Architecture¶

This page describes how the components of OpenG2G fit together. For the underlying optimization formulation, see the GPU-to-Grid paper.

Simulation Loop¶

The Coordinator drives the simulation. It computes a base tick as the GCD of all component periods and advances a SimulationClock each tick. See the overview diagram for the high-level component layout.

The pseudocode for each tick:

for each tick:
    1. if datacenter is due:  dc_state = datacenter.step(clock)
    2. if grid is due:        grid_state = grid.step(clock, dc_buffer)
    3. for each controller:
       if controller is due:  action = controller.step(clock, datacenter, grid, events)
                              apply action to datacenter and/or grid

The clock uses integer tick counting to avoid floating-point drift. Components check clock.is_due(period) to determine if they should run.

What Happens in One Tick¶

Zooming into a sequence of coordinator ticks (DC at 0.1 s, grid and controller at 1.0 s):

  t = 5.0 s                    t = 5.1 s
  │                             │
  ├─ DC step                    ├─ DC step
  │  └─ Return power sample     │  └─ Return power sample
  │     (3-phase kW + ITL)      │     ...
  │                             │
  ├─ Grid step? ── NO           ├─ Grid step? ── NO
  │  (grid runs at 1.0 s)       │
  │                             │
  ├─ Controller step? ── NO     ├─ Controller step? ── NO
  │  (ctrl runs at 1.0 s)       │
  │                             │
  │  Accumulate in dc_buffer    │  Accumulate in dc_buffer

  ...

  t = 6.0 s
  │
  ├─ DC step
  │  └─ Return power sample
  │
  ├─ Grid step? ── YES (due at 6.0 s)
  │  ├─ Receives 10 power samples from dc_buffer
  │  ├─ Resamples to 2 DSS points via interpolation
  │  ├─ Runs 2 OpenDSS power flow solves
  │  └─ Returns bus voltages
  │
  ├─ Controller step? ── YES (due at 6.0 s)
  │  ├─ Reads voltages from grid
  │  ├─ Reads ITL, replica counts from datacenter
  │  ├─ Updates voltage & latency dual variables
  │  ├─ Gradient descent on batch sizes (log2 space)
  │  └─ Issues SetBatchSize command → datacenter
  │
  └─ Clear dc_buffer, save last power for next interval

Component Interfaces¶

Each component type has an abstract base class (ABC) in openg2g. For full typed code examples, see Custom Components.

DatacenterBackend¶

Defined in openg2g.datacenter.base. Key methods:

dt_s: The component's timestep
step(clock): Produce one power sample (returns a DatacenterState containing three-phase power in watts)
apply_control(command): Accept a command (e.g., SetBatchSize)
state / history(n): Current and past states, readable by controllers

The coordinator accumulates power samples in a buffer and flushes them to the grid at each grid step.

§ TO BE DONE:
(a) Could you reproduce the OpenG2G architecture text from "DatacenterBackend¶" down to "power in watts)"?
(b) Can you continue the OpenG2G architecture page from its last sentence?

§ RAW DATA:
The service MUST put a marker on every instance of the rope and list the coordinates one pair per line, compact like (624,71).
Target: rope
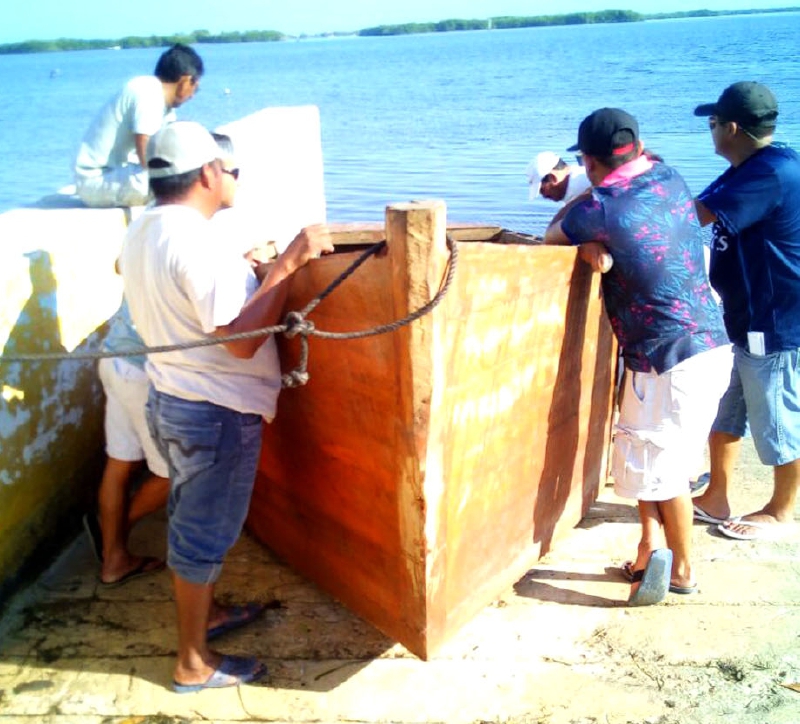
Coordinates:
(295,324)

§ RESPONSE LIST:
(a)
DatacenterBackend¶

Defined in openg2g.datacenter.base. Key methods:

dt_s: The component's timestep
step(clock): Produce one power sample (returns a DatacenterState containing three-phase power in watts)

(b)
Two implementations ship with OpenG2G:

OfflineDatacenter replays pre-recorded GPU power traces with configurable noise, jitter, ramp profiles, and training overlays.
OnlineDatacenter reads live GPU power via Zeus and dispatches batch size changes through a callback.

GridBackend / OpenDSSGrid¶

Defined in openg2g.grid.base (implemented by OpenDSSGrid). Key methods:

dt_s: The grid solver's timestep
step(clock, power_samples_w): Run power flow on accumulated DC power samples, return per-bus per-phase voltages
apply_control(command): Accept a command (e.g., SetTaps)
voltages_vector(): Flat numpy array of all bus-phase voltages (used by the OFO controller)
estimate_sensitivity(perturbation_kw): Finite-difference estimate of the voltage sensitivity matrix dV/dP

When the grid runs at a coarser rate than the datacenter, it internally resamples the accumulated power buffer via interpolation.

Controller¶

Defined in openg2g.controller.base. Key methods:

dt_s: The control interval
step(clock, datacenter, grid, events): Read state, compute a ControlAction, return it

Controllers receive the full datacenter and grid backend objects, so they can read datacenter.state, grid.state, and their histories. They also receive an event emitter for logging. Multiple controllers compose in order within the coordinator.

Built-in command types:

SetBatchSize(batch_size_by_model=...): Datacenter command
SetTaps(tap_position=...): Grid command

Commands are typed dataclasses dispatched via singledispatchmethod. Backends raise TypeError for unsupported command types.

Component Lifecycle¶

Each component follows a defined lifecycle managed by the coordinator:

__init__() ──> reset() ──> start() ──> step() / apply_control() ──> stop()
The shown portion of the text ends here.